>>
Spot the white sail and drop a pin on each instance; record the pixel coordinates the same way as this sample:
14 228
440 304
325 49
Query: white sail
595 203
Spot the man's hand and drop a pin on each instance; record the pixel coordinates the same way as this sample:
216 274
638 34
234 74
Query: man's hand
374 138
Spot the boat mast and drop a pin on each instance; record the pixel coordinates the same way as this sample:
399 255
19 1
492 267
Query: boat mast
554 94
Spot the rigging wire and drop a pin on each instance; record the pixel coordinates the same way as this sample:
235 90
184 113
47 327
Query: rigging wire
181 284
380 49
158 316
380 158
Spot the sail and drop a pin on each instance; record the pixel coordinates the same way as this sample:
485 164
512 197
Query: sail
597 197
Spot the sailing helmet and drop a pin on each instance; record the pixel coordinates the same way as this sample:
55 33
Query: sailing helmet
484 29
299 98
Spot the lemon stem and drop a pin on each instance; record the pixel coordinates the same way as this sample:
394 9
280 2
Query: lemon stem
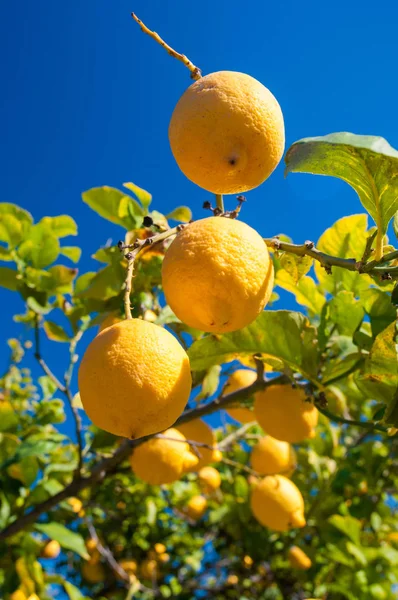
<<
• **TASK OBJECTIVE**
Quote the entries above word for word. Leave the images out.

• **TASK OUTPUT**
Spot the white sail and drop a pin on each instance; record the pixel coordinates the same way as this sample:
14 228
440 304
325 49
Query: white sail
595 203
Spot the man's hand and drop a pin on each instance; record the pixel coordinates the same way as this sample:
216 274
638 34
234 74
Query: man's hand
374 138
Spot the boat mast and drop a pin on each instance; record the pixel coordinates the same way as this sample:
399 255
19 1
492 267
Query: boat mast
554 94
Spot the rigging wire and drop a pin on each instance; record the pixel coordinates the same way as this sample:
235 90
184 113
47 327
Query: rigging wire
181 284
380 49
158 316
380 158
Spot the sail and drop a pin on each instance; record the pixel coordinates the same way as this sample:
485 164
512 197
Query: sail
597 197
Spot the sailing helmet and drop a pin on each instance; record the pixel coordinates the same way as this sample:
55 33
Query: sailing helmet
484 29
299 98
Spot the lemon stem and drop a pin on each instance; record the pixel coordinates the same way as this sample:
394 9
280 2
Query: lemon stem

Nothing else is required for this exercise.